» Exercise instructions
1. Using the draft thread below, decide whether each statement agrees with it: (a) Memphis was given a C+; (b) the reply about Miami says the team has earned an A; (c) Sacramento made three picks. Answer yes or no for each, and quote the words from the thread that settle it.
2. List every player the draft thread below names as an Atlanta pick, with the pick number shown for each.

I disagree. Paulding has a lot of potential, is a high-flier, and has a shot that when is on, is on like no other. His ceiling is pretty darn high so and I wouldn't be surprised to see him have a limited role (but like Campbell did) for a few years.



> Memphis - C+
> Picks: Andre Emmett (#35), Antonio Burks (#36), Sergei Lishouk (#49)
> Dauntay Jones? Troy Bell? Now Andre Emmett and Antonio Burk? Does West expect them all to one day crack the line-up, or is he just gonna try his luck and hope any 2 will make any impact? I don't see why Memphis went out of their way for these picks, the need wasn't there. Still, this is Jerry West, and he does have an eye for talent...


I understand the reasoning for not liking the selections w/youngsters already at those positions, but Burks was my #1 sleeper and I think he'll be a solid backup/decent starter in this league one day. Emmett wasn't too far behind on my sleeper list. I thought West robbed the bank here.



> Miami - A-
> Picks: Dorell Wright (#19), Pape Sow (#47), Matt Freije (#53)
> Miami must be giggling when they saw both Dorell and Jameer left on the board for their 19th pick. Jameer would be a great pick, considering he can step in right away and help Miami, but I guess Dorell's potential was too hard to pass on. Sow and Frejie are smart picks in the 2nd round, both can become possible backups in the future.


The more I think about it, the more I like the Wright pick. But to ignore their holes at 1 and 5 (and btw they traded Sow to the Raptors of the Raps' 2nd rounder), makes them deserve a B at most IMO.



> Sacramento - C+
> Picks: Kevin Martin (#26), Ricky Minard (#48)
> Kevin Martin can be a nice role player for Sactown, replacing Rodney Buford should he choose to go elsewhere. Otherwise another boring draft for Sactown.


Personally, I think this a bit low of Sacto. Martin was a good pick; he's a pure scorer in as many ways possible. Sacto needs a swing player and that was a good psot to get Martin.


----------



## dmilesai (Jul 19, 2002)

> Atlanta - D
> Picks: Josh Childress (#6), Josh Smith (#17), Donta Smith (#34), Royal Ivey (#37), Viktor Sanikidze (#42)

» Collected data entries
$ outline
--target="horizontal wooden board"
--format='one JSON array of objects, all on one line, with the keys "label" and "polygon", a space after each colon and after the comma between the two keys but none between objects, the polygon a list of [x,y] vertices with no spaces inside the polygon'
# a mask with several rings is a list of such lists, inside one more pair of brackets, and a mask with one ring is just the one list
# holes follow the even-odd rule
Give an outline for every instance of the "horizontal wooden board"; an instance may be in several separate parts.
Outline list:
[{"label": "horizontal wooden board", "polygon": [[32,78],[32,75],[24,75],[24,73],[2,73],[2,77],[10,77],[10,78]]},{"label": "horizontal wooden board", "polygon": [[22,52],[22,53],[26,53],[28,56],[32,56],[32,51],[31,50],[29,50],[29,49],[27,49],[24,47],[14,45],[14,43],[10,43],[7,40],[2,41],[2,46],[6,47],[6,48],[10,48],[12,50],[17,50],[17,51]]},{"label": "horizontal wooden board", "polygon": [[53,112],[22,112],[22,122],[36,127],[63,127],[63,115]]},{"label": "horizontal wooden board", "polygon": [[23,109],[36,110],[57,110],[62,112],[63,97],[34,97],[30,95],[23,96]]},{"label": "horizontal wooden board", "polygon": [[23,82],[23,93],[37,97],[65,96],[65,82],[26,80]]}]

» Correct answers
1.
(a) Yes: "Memphis - C+"
(b) No: "makes them deserve a B at most IMO"
(c) No: "Picks: Kevin Martin (#26), Ricky Minard (#48)"

2. Josh Childress (#6), Josh Smith (#17), Donta Smith (#34), Royal Ivey (#37), Viktor Sanikidze (#42)